* _WHAT TO DO_
Filter the records below and copy every line containing the word "shirt".

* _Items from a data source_
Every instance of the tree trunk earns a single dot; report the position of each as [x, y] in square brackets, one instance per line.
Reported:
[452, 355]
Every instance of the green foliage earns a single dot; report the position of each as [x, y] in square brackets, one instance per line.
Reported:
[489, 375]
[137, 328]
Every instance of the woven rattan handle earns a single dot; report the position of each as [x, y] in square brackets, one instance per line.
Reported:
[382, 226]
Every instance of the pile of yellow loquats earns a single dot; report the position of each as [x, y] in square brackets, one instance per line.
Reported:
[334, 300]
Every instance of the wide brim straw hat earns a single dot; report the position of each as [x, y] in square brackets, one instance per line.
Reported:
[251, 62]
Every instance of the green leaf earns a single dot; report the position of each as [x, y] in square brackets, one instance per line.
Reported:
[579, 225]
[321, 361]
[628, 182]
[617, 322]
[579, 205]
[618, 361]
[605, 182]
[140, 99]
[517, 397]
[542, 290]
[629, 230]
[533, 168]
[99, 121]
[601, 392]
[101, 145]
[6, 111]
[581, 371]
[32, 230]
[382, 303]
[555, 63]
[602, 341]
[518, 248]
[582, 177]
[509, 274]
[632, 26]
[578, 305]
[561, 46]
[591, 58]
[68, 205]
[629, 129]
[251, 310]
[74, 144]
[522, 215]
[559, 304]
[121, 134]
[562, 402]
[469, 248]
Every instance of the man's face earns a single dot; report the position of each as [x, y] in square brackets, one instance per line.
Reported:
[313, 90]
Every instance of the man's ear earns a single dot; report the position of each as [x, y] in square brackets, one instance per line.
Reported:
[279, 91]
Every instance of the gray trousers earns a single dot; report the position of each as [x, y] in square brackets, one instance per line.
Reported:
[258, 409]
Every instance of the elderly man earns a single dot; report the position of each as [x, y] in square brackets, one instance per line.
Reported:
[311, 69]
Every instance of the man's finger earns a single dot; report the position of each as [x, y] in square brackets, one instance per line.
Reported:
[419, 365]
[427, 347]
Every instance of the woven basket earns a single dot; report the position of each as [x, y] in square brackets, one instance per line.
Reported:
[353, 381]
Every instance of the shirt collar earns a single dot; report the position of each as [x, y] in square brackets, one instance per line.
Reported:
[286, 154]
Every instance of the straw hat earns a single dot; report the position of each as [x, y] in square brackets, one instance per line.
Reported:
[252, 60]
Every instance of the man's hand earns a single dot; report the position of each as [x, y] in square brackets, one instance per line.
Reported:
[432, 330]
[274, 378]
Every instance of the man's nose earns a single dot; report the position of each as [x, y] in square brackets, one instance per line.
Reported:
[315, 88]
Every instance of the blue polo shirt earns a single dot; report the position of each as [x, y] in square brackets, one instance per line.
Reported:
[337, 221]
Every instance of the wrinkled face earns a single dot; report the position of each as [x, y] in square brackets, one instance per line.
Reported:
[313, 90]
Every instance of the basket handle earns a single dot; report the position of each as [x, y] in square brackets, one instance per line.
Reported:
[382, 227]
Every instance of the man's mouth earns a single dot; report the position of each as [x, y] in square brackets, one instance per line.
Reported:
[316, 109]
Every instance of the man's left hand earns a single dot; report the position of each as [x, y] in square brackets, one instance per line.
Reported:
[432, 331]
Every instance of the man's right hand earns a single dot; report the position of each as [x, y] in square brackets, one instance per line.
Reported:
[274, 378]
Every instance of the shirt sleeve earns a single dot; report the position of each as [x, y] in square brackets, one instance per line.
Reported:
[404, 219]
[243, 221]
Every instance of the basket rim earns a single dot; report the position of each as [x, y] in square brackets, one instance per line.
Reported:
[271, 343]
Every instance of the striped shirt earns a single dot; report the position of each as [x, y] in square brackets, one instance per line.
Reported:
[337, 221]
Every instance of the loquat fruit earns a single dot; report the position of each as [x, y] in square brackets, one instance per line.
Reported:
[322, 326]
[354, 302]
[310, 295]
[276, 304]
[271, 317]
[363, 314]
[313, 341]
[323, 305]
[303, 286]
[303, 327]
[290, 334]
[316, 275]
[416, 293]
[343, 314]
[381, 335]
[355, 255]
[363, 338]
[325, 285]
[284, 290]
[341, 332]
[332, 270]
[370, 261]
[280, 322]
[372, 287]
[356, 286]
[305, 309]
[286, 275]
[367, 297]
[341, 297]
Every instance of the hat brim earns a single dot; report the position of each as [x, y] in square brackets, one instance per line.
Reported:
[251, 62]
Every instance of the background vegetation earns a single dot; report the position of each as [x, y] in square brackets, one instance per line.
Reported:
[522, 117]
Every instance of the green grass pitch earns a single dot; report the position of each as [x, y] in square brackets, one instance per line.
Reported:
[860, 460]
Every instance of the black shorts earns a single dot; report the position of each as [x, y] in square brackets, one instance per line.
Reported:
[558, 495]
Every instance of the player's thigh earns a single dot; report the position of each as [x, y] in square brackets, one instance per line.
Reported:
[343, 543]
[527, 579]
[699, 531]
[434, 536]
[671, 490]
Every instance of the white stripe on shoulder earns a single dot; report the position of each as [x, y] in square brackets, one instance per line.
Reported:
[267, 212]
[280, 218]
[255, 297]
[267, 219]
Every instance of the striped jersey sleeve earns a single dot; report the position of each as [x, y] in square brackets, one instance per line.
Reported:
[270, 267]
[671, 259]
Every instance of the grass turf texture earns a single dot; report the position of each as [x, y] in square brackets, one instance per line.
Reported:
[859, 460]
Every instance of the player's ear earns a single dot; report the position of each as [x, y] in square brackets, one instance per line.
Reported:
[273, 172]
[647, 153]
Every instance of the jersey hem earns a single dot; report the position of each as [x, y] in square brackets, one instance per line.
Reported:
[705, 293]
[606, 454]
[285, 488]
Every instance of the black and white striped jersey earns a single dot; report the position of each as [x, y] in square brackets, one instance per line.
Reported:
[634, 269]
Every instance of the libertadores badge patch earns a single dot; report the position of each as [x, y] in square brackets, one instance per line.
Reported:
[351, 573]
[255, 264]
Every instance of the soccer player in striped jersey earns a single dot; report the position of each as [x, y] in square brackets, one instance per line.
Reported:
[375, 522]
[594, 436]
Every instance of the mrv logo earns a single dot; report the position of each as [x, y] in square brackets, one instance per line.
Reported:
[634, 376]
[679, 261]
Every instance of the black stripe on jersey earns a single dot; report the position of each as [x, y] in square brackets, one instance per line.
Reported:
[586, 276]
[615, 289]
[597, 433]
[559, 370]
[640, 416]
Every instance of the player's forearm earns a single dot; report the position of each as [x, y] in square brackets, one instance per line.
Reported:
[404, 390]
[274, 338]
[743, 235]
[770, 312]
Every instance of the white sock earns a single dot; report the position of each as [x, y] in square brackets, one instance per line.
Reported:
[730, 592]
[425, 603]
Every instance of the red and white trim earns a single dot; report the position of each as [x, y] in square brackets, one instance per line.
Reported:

* _SOLVED EXERCISE_
Every instance of the shirt collar earns a single dot; report the position of each as [x, y] in square brackets, one instance per line.
Every instance of the blue polo shirt earns a single dot; report the position of each as [x, y] in square brackets, one instance per line.
Every instance of the shirt sleeve earns a single dot; report the position of each as [x, y] in square brackets, one instance per line.
Every instance of the striped shirt earns a single dot; report the position of each as [x, y] in square brackets, one instance per line.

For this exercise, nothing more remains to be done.